- [WHAT YOU HAVE TO DO]: Would you give the data below back exactly as it reads?

- [DATA EXCERPTS]:

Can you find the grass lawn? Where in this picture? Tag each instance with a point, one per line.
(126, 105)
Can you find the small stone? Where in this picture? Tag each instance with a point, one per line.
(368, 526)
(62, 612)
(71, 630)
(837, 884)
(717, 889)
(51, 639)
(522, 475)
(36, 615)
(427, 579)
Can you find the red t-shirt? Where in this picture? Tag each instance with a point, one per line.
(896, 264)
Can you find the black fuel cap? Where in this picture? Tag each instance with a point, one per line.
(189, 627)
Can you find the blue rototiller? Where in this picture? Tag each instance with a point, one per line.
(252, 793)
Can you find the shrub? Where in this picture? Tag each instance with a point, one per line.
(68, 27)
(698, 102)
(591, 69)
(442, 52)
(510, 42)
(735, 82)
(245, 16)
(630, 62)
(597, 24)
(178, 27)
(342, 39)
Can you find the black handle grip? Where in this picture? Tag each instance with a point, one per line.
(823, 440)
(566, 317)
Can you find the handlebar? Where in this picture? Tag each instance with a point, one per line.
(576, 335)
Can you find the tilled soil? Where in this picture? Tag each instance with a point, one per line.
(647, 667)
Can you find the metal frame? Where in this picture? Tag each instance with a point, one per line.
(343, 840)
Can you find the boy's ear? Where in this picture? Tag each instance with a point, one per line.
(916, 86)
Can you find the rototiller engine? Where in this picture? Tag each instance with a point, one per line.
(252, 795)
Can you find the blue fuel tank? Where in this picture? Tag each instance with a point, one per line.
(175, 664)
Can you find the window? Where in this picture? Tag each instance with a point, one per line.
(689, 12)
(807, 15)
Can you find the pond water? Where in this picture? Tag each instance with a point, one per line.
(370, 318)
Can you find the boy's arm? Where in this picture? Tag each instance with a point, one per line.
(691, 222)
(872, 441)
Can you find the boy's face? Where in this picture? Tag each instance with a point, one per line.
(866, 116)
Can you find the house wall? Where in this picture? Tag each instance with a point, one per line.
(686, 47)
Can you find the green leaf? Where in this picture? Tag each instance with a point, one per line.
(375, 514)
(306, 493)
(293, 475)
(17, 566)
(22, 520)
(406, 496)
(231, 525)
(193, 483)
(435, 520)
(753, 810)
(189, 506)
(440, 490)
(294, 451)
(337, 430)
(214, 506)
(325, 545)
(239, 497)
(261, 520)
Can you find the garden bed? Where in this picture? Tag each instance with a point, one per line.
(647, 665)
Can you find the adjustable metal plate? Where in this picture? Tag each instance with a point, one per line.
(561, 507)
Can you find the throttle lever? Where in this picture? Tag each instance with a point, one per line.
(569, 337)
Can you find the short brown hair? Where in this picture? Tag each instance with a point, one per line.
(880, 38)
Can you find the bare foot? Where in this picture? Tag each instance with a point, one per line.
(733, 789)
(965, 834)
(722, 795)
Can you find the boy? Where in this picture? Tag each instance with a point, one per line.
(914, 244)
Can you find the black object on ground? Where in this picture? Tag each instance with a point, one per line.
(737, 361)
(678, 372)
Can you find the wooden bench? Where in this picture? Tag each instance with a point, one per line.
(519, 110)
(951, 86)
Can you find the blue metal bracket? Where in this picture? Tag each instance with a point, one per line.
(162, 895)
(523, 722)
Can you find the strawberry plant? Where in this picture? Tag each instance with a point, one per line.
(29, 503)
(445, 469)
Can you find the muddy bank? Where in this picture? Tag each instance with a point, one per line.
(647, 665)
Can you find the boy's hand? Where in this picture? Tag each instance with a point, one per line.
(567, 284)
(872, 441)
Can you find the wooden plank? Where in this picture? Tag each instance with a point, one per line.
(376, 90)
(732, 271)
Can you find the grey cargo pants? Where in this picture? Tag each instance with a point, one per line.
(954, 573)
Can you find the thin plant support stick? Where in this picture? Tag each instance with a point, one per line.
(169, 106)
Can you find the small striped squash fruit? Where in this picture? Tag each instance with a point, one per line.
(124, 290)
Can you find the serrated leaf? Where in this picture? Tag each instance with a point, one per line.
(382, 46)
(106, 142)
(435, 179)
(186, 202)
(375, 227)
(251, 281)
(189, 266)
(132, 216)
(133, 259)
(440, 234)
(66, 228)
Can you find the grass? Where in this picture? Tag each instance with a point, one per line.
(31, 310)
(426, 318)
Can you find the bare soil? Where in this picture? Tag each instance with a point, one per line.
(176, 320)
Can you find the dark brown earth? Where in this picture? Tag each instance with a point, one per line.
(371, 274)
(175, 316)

- [PROBLEM SOLUTION]:
Can you find the grass lawn? Where in this picture? Tag each instance with a point, one per line.
(126, 105)
Can you find the small stone? Where in this picture? Tag each instance with a point, one per line.
(368, 526)
(62, 612)
(71, 630)
(837, 884)
(717, 889)
(51, 639)
(522, 475)
(36, 615)
(427, 579)
Can you find the red t-shirt? Where in this picture? Tag each instance with a point, one per line.
(896, 264)
Can you find the black fuel cap? Where in this picture? Tag each instance with a point, one per line.
(189, 627)
Can you find the blue rototiller? Where in this picture? Tag each instance with a point, one per line.
(252, 793)
Can you find the shrub? Where in this picture? Tag each instance with a point, one per line.
(68, 27)
(698, 102)
(591, 69)
(442, 52)
(510, 42)
(735, 82)
(245, 16)
(630, 62)
(597, 24)
(178, 27)
(342, 39)
Can you find the black handle grip? Where in this picture? Tag each instance with a point, one per line.
(823, 440)
(566, 317)
Can you find the handlebar? Where in this picture? Tag each instance with a point, one per line.
(576, 335)
Can you find the tilled soil? Where in this picture? Tag each instance with a point, one per line.
(647, 667)
Can you find the metal frame? Where in this picture? Tag each instance with a point, one per line.
(343, 840)
Can you find the boy's ear? Where in this picture? Tag each instance with a point, one per line.
(916, 86)
Can you find the rototiller engine? Where in this picture? Tag each instance with a point, one per line.
(252, 795)
Can you find the blue fuel tank? Where in this picture? Tag each instance with a point, one per line.
(175, 664)
Can you find the window? Where in this picture? Tag each instance with a point, one per line.
(689, 12)
(807, 15)
Can you find the pond water? Where in this picture? Tag each instance with a point, one per line.
(370, 318)
Can you find the boy's arm? Where in this picture? Tag each instance with a point, one per line.
(691, 222)
(872, 441)
Can you find the boy's face? Where in this picture? Tag each instance with a point, one per line.
(866, 116)
Can you find the house wall? Where in this picture? Tag each instance with a point, one per line.
(686, 47)
Can you find the green leaf? Where in this picture? Tag each instance with a point, one per line.
(375, 514)
(306, 493)
(293, 475)
(17, 566)
(22, 520)
(406, 496)
(231, 525)
(193, 483)
(435, 520)
(753, 810)
(189, 506)
(440, 490)
(294, 451)
(337, 430)
(214, 506)
(325, 545)
(239, 497)
(261, 520)
Can you find the garden bed? Where in this picture? Tag each instance with a point, one per line.
(647, 665)
Can you find the adjustable metal plate? Where in this picture? Tag each instance with a point, one per line.
(561, 507)
Can you find the throttle lever? Where in this picture? Tag each instance with a point, one per line.
(569, 337)
Can you find the short brown hair? Where in this picture? Tag each instance with a point, one per line.
(880, 38)
Can you find the bare foot? Where in this picture? Tag each instance with a point, one per line.
(733, 789)
(965, 834)
(722, 795)
Can you find the boy? Where in this picture? Tag each instance with a point, one per line.
(914, 244)
Can you find the black object on ground? Where in this picture? Tag each instance with a point, one per line.
(737, 361)
(678, 372)
Can you find the wooden bench? Where in this picture? Tag each instance with a point, one per line.
(519, 110)
(951, 86)
Can you find the blue metal bracket? Where in this picture? Tag each instance with a point, one per line.
(162, 895)
(523, 722)
Can you find the strawberry plant? Where in this picture? Tag each instance with a point, one per line.
(29, 503)
(445, 469)
Can you find the muddy bank? Where in this picture? Tag each instance with a point, one per line.
(647, 665)
Can you find the boy's hand? Where in this picture? Tag each instance with a point, one per line.
(567, 284)
(872, 441)
Can you find the wooden plank? Where in this picture? Tag each instance with a point, one per line.
(376, 90)
(732, 271)
Can you find the grey cargo pants? Where in this picture? Tag each instance with a point, one per line.
(954, 573)
Can you find the thin plant support stick? Where in this picture? Tag each instance with a point, one per line.
(169, 106)
Can you find the small striped squash fruit? Where in this picture? Tag each instance with a point, one per line.
(124, 290)
Can you find the serrated leaf? Where in this picture? Tag each instance with a point, one per line.
(382, 46)
(106, 142)
(435, 179)
(186, 202)
(375, 227)
(251, 281)
(189, 266)
(132, 216)
(133, 259)
(440, 234)
(66, 228)
Can you find the grass? Where in this picture? Tag each instance with a point, one per line.
(31, 310)
(426, 318)
Can you find the bare soil? Where in this picture? Tag each instance with a point, one per line.
(176, 320)
Can you find the dark brown earth? Where in this picture? Tag each instance with a point, one per line.
(371, 274)
(175, 316)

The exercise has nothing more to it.